* _Source document_:
§

Mohammad Noh bin Salleh (born 15 March 1985) is a Malaysian singer-songwriter, musician, and record producer. He is best known as the frontman and principal songwriter of the rock band Hujan, with whom they have released six studio albums. He has also recorded with his side project EP, "Angin Kencang" and "Debu Bercahaya" as a solo artist.

Born in Kuching and raised in Miri, Sarawak, Noh moved to Kuala Lumpur and work as an assistant in recording studio own by Ahmad Idham. In between music sessions, he self-taught musical knowledge and ask the musicians about jazz chords that interested him. He began his career with Hujan in 2005, along with guitarist AG Coco who became a dominant figure in independent music scene. Their self-titled debut album Hujan in 2008, became the fastest-selling debut album in Malaysia history with massive success from the single "Pagi yang Gelap" and "Bila Aku Sudah Tiada".

Music career

Band
Noh began his music career as a hip hop singer with the group MIX with three of his friends; Asyraf Hardy, MC Wayne and Ogie. The trouped signed a contract with the Cat Presents Productions recording label owned by Cat Farish and appeared with their only album Mula Dari Dulu in 2006. MIX was later disbanded as Noh was starting his own band. 

Hujan began forming in 2005 after Noh uploaded some of his demos to Myspace, which later discovered by AG Coco whom introduce him to bigger audience in music scene. In earlier stage of Hujan, they were heavily influenced by jazz and rock in songwriting. Noh Salleh and Hang Dimas played their first gig on 17 February 2006 at Malam Pesta Gagalis Ubu in Lost Generation Space as Hujan.

Solo career
Noh debuted his solo work Angin Kencang in July 2014. The album was mainly inspired by his wife Mizz Nina with elements of 1960s and 1970s French popular music; and it was co-produced with Adink Permana, Ade Paloh and Mondo Gascaro from the Indonesian band Sore.

Personal life
Noh became engaged privately with Malaysian singer and television personality Mizz Nina on 6 November 2010, they eventually married on 1 July 2011. Mizz Nina and Noh Salleh announced on their Instagram that they had separated on 4 August 2022.

§

* _Data section_:
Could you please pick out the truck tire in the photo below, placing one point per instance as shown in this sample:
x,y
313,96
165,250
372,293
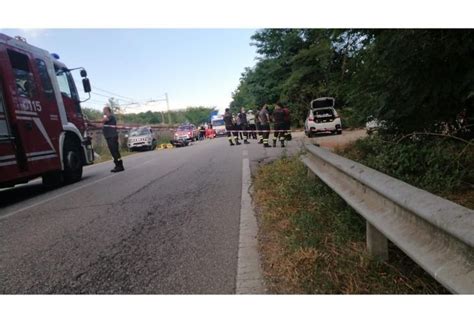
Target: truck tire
x,y
72,162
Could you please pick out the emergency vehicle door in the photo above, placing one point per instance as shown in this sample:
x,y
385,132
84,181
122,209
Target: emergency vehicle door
x,y
8,160
30,117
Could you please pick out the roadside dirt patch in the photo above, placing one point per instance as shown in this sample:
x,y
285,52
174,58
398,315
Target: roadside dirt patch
x,y
334,142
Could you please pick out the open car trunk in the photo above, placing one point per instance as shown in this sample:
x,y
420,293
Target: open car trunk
x,y
323,103
323,115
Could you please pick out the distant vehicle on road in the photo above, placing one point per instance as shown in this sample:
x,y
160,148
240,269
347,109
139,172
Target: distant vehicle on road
x,y
187,132
373,124
141,138
184,135
218,125
322,117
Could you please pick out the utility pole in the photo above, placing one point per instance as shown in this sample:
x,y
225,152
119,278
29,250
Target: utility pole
x,y
168,108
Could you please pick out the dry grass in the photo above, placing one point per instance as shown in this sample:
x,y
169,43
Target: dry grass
x,y
312,242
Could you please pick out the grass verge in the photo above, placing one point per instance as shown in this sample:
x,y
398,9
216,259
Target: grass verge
x,y
312,242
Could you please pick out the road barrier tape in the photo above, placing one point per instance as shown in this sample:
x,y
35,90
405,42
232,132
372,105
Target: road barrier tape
x,y
156,127
166,146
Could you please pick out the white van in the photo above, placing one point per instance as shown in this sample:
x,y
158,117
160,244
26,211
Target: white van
x,y
322,117
218,125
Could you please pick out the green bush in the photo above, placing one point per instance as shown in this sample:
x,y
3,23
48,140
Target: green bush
x,y
438,165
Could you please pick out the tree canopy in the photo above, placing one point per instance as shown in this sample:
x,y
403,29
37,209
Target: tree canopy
x,y
412,79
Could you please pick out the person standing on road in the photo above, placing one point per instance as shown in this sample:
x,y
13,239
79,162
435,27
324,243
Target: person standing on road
x,y
111,136
251,124
258,126
264,119
244,124
230,127
202,132
287,123
279,125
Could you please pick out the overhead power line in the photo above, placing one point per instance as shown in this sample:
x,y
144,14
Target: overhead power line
x,y
112,93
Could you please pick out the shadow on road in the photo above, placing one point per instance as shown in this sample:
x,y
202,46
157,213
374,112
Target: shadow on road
x,y
21,193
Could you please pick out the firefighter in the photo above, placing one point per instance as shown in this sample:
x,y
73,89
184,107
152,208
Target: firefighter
x,y
279,125
111,136
251,124
242,116
287,123
230,127
264,119
258,126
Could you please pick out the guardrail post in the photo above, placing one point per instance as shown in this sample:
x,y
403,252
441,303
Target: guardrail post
x,y
377,244
310,174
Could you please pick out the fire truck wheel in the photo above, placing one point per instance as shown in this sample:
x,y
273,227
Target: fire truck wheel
x,y
72,163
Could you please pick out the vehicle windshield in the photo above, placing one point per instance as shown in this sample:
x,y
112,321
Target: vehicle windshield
x,y
185,128
323,103
323,113
139,132
219,122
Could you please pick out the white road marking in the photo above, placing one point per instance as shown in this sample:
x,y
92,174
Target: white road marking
x,y
249,273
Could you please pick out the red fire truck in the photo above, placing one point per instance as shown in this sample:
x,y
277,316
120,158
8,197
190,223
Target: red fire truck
x,y
42,128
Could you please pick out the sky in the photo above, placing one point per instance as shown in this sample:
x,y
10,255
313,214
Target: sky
x,y
194,66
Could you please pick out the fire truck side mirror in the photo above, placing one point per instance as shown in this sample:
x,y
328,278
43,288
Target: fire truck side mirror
x,y
86,85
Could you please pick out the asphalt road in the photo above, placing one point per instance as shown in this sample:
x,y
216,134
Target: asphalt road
x,y
169,224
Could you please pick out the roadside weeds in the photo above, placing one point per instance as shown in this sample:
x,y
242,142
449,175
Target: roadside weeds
x,y
312,242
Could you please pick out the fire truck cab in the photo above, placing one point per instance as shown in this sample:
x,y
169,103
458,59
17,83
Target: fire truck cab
x,y
42,128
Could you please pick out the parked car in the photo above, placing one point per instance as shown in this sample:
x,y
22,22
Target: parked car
x,y
187,132
141,138
373,124
322,117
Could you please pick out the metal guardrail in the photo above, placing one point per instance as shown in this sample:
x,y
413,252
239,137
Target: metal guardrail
x,y
434,232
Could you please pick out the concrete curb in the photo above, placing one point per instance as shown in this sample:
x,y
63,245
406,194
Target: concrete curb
x,y
249,273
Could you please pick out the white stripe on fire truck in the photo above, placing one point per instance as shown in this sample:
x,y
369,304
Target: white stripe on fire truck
x,y
41,128
42,157
11,162
46,152
29,113
7,157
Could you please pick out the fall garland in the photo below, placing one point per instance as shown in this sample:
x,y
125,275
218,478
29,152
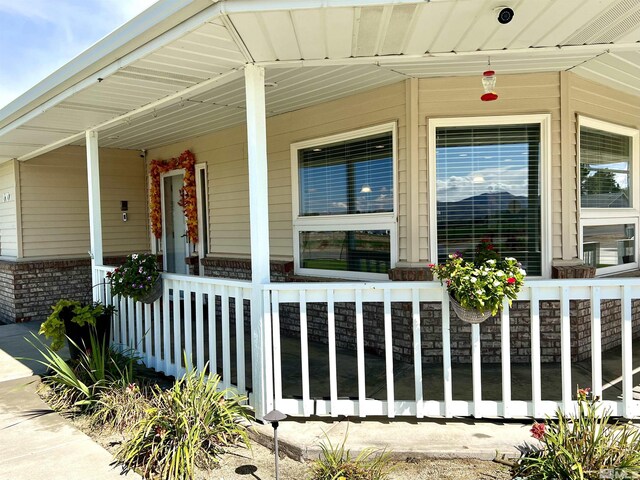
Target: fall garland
x,y
188,200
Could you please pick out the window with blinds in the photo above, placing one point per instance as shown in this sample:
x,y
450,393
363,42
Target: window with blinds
x,y
345,224
349,177
605,160
488,191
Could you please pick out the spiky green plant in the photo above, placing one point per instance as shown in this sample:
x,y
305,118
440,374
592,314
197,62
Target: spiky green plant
x,y
187,425
582,446
337,463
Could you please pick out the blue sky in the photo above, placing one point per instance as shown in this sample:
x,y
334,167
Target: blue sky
x,y
39,36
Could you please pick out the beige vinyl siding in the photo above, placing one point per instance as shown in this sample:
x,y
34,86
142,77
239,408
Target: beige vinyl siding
x,y
54,203
460,97
225,154
8,216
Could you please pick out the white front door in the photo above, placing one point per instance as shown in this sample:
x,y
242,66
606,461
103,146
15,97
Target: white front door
x,y
175,241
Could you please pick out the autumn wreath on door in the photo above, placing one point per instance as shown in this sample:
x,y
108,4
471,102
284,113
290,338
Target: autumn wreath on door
x,y
188,201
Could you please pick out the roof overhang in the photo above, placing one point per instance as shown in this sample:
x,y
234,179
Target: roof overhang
x,y
175,71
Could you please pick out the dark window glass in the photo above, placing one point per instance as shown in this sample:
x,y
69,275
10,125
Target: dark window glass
x,y
488,192
353,251
605,160
351,177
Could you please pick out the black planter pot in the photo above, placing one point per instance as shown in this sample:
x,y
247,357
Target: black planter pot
x,y
79,337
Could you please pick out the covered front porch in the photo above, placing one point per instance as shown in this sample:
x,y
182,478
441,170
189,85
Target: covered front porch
x,y
348,140
317,373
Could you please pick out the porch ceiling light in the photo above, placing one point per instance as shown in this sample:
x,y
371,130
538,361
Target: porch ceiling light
x,y
489,85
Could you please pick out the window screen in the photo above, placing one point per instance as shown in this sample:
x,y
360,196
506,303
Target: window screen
x,y
350,177
605,160
488,190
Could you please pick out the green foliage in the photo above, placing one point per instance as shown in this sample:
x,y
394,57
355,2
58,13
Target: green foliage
x,y
187,425
79,385
337,463
481,286
121,407
583,446
71,310
135,277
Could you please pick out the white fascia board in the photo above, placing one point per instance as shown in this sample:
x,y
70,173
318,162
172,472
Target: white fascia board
x,y
109,54
586,50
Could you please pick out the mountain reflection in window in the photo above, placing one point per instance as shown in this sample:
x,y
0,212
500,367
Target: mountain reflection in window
x,y
488,191
350,177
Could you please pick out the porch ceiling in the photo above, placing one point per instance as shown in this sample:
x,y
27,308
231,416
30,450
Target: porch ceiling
x,y
189,82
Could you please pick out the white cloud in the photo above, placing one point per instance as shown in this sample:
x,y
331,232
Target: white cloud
x,y
39,36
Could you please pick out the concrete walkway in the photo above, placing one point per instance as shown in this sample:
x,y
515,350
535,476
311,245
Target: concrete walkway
x,y
37,443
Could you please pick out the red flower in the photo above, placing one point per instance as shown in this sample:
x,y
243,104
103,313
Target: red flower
x,y
537,430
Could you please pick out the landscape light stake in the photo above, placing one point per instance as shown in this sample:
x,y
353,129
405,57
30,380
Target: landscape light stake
x,y
274,417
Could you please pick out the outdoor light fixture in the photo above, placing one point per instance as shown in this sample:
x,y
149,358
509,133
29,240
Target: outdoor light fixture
x,y
274,417
489,85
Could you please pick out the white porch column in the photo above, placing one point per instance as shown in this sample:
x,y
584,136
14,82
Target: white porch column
x,y
259,219
95,212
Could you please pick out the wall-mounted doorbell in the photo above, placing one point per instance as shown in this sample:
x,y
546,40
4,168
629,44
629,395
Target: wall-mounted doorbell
x,y
124,207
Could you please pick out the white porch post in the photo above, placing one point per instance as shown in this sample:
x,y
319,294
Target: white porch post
x,y
95,212
259,220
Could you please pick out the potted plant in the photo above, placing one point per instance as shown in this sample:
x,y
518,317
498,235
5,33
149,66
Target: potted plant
x,y
76,320
138,278
477,289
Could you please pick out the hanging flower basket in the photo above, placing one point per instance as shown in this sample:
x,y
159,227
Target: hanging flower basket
x,y
468,315
154,293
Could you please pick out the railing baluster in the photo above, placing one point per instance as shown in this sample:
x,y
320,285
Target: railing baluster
x,y
199,327
157,336
177,329
277,355
388,350
505,338
565,348
627,359
476,360
446,355
331,333
536,372
307,406
166,326
239,339
188,327
362,386
596,343
417,352
226,340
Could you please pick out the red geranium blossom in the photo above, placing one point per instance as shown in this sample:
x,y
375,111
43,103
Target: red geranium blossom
x,y
537,430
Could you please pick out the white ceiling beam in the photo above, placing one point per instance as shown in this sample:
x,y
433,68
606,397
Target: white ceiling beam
x,y
184,94
427,57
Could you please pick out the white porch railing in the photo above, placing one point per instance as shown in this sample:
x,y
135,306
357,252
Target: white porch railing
x,y
207,323
205,317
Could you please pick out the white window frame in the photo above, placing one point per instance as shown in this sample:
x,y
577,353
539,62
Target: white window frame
x,y
545,181
611,216
347,222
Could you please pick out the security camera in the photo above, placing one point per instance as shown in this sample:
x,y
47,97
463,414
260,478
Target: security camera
x,y
505,15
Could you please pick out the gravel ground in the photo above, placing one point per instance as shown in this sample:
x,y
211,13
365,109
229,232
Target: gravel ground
x,y
258,464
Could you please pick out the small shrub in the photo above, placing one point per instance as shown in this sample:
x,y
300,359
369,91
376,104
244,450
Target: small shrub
x,y
121,407
187,425
78,385
584,446
336,463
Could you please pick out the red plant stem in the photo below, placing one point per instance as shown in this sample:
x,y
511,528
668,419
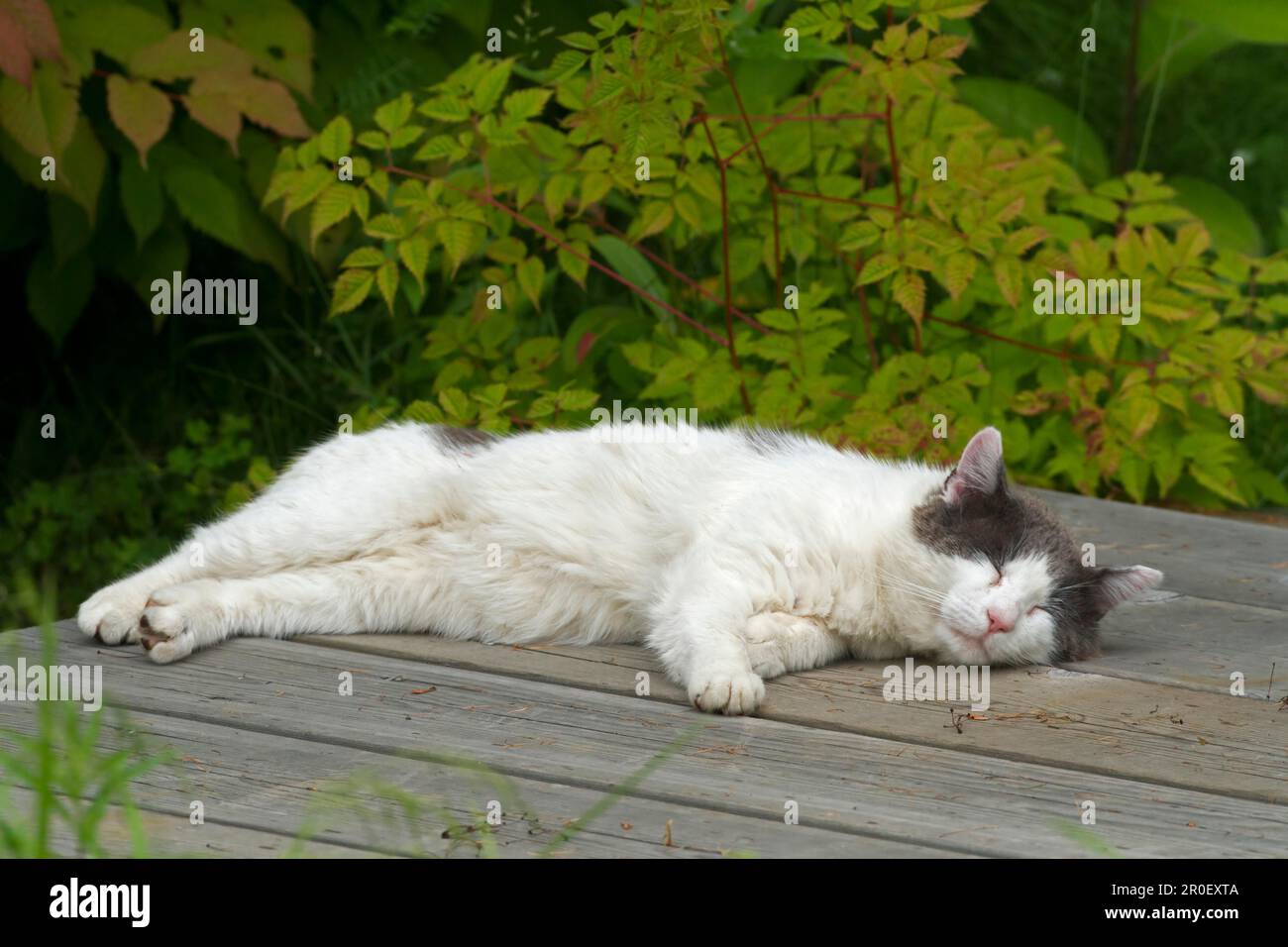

§

* _Required tasks_:
**A)** Does the Noh Salleh article agree with each statement below? For each, answer yes or no and quote the exact words of the text that decide it. (i) Hujan played its first gig in 2005. (ii) Angin Kencang was co-produced with members of the Indonesian band Sore. (iii) MIX released more than one album.
**B)** Transcribe the stretch of the Noh Salleh article from "Mohammad Noh bin" through "a solo artist.", keeping every word and mark unchanged.

* _Solved tasks_:
**A)**
(i) No: "played their first gig on 17 February 2006"
(ii) Yes: "co-produced with Adink Permana, Ade Paloh and Mondo Gascaro from the Indonesian band Sore"
(iii) No: "appeared with their only album Mula Dari Dulu in 2006"

**B)**
Mohammad Noh bin Salleh (born 15 March 1985) is a Malaysian singer-songwriter, musician, and record producer. He is best known as the frontman and principal songwriter of the rock band Hujan, with whom they have released six studio albums. He has also recorded with his side project EP, "Angin Kencang" and "Debu Bercahaya" as a solo artist.